Record set below:

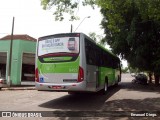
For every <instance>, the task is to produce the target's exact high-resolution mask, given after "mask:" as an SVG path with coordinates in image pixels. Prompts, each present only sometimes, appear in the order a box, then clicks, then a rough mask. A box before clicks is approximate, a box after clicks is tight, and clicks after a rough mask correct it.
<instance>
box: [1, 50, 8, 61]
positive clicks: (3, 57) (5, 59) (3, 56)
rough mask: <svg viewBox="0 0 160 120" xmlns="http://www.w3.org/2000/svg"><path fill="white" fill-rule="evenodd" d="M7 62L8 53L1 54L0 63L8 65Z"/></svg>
mask: <svg viewBox="0 0 160 120" xmlns="http://www.w3.org/2000/svg"><path fill="white" fill-rule="evenodd" d="M6 61H7V52H0V63H1V64H6Z"/></svg>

End of Record set.

Give back exactly the lines from the one containing "box: [1, 50, 8, 61]" through the end of the listing above, with both ends included and nothing added.

box: [1, 50, 8, 61]
positive clicks: (3, 57) (5, 59) (3, 56)
rough mask: <svg viewBox="0 0 160 120" xmlns="http://www.w3.org/2000/svg"><path fill="white" fill-rule="evenodd" d="M7 62L8 53L1 54L0 63L8 65Z"/></svg>
mask: <svg viewBox="0 0 160 120" xmlns="http://www.w3.org/2000/svg"><path fill="white" fill-rule="evenodd" d="M6 61H7V52H0V63H1V64H6Z"/></svg>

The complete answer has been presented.